→ **WHAT TO WORK ON**
a – According to the Hog Island article, about how long is the island, and in which direction?
b – Please extract word for word the entries starting at the line that contains "Tag the shadow" and ending at the last line of the entries, including both of those lines.

→ **SOURCE**
=======
Hog Island, an uninhabited 2,075-acre (8 km²) island in Lake Michigan, is the fourth largest island in the Beaver Island archipelago.  It is owned by the U.S. state of Michigan as part of the Beaver Islands State Wildlife Research Area and is administered by the Michigan Department of Natural Resources.

Geography
Hog Island is part of the Beaver Island archipelago, a cluster of islands in the northern portion of Lake Michigan. These islands are composed of erosion-resistant rock that protruded above the water after retreating glaciers had carved out the basin that holds Lake Michigan. Hog Island is approximately 4 miles (6.5 km) long in a north-south direction, and lies off the shore of Emmet County, Michigan. Its low, swampy terrain is of significant interest to naturalists because it is one of the least-disturbed islands in Lake Michigan. Hog Island is very difficult to reach, even by boat. There is point access from Hog Island Point State Forest, which is located just off US Highway 2, seven miles from Naubinway, Michigan.
=======
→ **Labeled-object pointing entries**
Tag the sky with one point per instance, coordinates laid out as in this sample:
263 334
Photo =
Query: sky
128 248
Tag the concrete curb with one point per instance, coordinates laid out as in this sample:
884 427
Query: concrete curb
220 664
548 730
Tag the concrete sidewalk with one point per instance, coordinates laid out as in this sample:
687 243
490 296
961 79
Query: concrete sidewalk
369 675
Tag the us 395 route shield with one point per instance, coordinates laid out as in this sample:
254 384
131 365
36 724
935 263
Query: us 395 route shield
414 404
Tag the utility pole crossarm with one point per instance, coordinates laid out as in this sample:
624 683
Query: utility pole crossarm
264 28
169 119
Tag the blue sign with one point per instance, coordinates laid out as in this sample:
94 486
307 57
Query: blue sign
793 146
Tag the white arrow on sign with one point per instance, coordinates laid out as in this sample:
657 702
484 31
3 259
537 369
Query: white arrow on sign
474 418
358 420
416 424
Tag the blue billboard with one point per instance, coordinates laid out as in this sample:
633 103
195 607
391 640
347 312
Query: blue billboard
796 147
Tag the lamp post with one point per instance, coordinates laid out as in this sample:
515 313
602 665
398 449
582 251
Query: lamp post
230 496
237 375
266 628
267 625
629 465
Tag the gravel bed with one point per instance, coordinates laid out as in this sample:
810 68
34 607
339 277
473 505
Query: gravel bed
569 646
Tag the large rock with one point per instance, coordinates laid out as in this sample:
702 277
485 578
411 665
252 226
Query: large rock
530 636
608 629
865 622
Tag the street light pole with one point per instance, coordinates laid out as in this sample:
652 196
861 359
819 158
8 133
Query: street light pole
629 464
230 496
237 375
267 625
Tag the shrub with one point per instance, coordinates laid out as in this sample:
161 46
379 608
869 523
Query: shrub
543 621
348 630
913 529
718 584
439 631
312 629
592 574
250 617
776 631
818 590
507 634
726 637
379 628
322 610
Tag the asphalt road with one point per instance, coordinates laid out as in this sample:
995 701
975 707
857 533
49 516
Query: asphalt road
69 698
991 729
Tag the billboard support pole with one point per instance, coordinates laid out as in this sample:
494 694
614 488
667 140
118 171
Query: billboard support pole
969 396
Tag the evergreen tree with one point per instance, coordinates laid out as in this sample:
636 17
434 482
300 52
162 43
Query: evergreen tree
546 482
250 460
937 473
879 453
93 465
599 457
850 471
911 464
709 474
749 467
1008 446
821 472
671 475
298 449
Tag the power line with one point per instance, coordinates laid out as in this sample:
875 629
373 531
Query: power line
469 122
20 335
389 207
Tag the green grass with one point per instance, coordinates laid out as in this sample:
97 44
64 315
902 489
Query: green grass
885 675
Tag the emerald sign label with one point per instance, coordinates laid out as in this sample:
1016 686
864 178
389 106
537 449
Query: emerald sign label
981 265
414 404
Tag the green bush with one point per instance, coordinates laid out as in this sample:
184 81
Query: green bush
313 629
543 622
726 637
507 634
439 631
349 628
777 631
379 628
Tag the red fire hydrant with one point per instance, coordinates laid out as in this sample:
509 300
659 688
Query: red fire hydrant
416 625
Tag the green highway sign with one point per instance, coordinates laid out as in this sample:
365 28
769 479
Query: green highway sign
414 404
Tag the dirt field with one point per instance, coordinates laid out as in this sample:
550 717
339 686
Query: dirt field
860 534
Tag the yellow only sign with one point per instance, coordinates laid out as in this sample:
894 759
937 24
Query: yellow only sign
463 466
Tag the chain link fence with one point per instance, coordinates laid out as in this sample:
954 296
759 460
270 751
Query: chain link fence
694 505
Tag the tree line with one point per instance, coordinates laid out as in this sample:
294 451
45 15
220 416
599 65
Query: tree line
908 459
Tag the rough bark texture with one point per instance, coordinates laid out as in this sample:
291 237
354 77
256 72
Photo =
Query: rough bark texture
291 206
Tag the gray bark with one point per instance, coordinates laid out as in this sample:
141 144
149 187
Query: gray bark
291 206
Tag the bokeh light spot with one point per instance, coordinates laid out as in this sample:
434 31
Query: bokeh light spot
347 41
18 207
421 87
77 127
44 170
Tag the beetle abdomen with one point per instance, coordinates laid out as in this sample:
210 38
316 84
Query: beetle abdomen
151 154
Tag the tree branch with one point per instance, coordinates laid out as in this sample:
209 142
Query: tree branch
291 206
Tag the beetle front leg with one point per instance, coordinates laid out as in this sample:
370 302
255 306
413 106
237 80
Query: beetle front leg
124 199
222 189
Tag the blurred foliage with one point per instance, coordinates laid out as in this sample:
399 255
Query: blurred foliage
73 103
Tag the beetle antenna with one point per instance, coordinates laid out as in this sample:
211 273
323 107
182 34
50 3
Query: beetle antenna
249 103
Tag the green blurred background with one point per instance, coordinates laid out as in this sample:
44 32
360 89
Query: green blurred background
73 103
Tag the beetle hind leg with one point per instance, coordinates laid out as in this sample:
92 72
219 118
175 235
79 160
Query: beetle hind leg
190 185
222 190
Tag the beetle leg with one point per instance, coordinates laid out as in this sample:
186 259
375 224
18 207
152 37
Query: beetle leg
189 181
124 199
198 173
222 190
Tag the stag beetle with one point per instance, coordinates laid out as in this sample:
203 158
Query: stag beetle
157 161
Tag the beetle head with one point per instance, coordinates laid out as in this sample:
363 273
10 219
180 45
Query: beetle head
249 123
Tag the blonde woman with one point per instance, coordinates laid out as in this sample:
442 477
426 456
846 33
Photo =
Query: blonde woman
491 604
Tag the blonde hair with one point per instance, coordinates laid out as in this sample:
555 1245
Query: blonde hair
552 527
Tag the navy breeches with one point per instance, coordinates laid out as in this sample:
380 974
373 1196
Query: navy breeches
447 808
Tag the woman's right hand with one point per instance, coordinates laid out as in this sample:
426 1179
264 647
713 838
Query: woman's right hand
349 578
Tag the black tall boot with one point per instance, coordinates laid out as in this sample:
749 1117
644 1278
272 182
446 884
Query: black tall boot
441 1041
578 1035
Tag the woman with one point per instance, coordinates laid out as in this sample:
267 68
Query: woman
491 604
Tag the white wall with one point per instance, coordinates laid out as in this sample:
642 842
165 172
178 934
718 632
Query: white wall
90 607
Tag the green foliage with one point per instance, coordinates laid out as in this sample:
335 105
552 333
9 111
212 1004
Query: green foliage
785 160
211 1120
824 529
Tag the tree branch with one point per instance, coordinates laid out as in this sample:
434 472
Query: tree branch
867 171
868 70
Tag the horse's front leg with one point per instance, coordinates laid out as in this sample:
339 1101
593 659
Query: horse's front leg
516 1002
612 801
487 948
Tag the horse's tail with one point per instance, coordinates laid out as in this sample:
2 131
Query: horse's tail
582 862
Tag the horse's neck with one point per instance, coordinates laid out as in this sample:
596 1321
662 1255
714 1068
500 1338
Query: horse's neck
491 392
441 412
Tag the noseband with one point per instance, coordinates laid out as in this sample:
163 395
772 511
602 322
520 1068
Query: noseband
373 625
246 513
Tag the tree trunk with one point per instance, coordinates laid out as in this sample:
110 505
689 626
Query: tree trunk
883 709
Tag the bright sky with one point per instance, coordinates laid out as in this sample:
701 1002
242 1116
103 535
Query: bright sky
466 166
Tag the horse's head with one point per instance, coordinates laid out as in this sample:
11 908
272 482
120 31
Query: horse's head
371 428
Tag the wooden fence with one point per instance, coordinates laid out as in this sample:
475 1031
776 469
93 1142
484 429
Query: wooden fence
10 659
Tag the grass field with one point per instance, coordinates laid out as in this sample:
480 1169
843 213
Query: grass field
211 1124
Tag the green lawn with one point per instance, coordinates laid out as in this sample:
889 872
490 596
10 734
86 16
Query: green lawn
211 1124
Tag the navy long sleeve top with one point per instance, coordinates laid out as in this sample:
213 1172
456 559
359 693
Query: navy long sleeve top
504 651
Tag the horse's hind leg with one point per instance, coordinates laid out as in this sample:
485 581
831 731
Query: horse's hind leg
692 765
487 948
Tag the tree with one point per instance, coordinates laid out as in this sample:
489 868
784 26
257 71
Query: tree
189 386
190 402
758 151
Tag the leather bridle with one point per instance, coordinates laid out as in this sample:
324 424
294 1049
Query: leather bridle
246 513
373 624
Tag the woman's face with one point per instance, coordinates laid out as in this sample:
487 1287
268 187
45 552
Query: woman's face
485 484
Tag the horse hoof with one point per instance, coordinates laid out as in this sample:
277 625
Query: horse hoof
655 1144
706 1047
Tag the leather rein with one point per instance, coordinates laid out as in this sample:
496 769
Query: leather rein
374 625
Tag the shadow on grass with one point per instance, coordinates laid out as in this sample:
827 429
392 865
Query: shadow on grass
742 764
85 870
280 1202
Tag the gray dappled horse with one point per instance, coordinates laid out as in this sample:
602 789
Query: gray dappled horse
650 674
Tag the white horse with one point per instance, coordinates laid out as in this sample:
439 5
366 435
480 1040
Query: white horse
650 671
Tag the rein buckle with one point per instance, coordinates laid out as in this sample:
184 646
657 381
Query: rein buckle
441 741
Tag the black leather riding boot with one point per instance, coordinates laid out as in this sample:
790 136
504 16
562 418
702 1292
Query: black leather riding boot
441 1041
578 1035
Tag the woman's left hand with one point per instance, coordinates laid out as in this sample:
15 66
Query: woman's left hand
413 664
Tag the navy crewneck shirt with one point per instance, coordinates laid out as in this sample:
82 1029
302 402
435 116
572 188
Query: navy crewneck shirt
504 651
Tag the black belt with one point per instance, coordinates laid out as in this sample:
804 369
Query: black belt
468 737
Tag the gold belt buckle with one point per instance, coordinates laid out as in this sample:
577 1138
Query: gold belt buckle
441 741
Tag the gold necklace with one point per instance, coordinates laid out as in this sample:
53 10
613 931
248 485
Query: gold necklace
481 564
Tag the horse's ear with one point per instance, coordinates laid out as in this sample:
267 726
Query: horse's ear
=======
→ **EXPECTED RESPONSES**
a – About 4 miles (6.5 km) long, running north to south.

b –
Tag the shadow on grass with one point per instance, coordinates laid out as in this sample:
827 429
392 865
Query: shadow on grass
742 764
85 870
280 1202
Tag the gray dappled horse with one point per instance, coordinates laid out as in this sample:
602 789
Query: gray dappled horse
650 674
Tag the white horse with one point per instance, coordinates laid out as in this sample:
439 5
366 435
480 1040
Query: white horse
650 671
Tag the rein buckle with one point per instance, coordinates laid out as in this sample:
184 646
657 381
Query: rein buckle
441 741
Tag the black leather riding boot with one point per instance, coordinates laid out as in this sample:
790 136
504 16
562 418
702 1292
Query: black leather riding boot
441 1041
578 1035
Tag the woman's left hand with one point per instance, coordinates laid out as in this sample:
15 66
Query: woman's left hand
413 664
Tag the navy crewneck shirt with one point per instance, coordinates laid out as in this sample:
82 1029
302 402
435 116
572 188
Query: navy crewneck shirt
504 651
Tag the black belt with one point per instance, coordinates laid out as in this sample:
804 369
Query: black belt
468 737
Tag the gold belt buckle with one point per instance, coordinates laid out as in this sample:
577 1138
Query: gold belt buckle
441 741
Tag the gold necklace with one point per instance, coordinates laid out as in this sample:
53 10
613 931
248 485
Query: gold necklace
481 564
Tag the horse's ear with one point per instance, coordinates laid out as in this sample:
267 726
Query: horse's ear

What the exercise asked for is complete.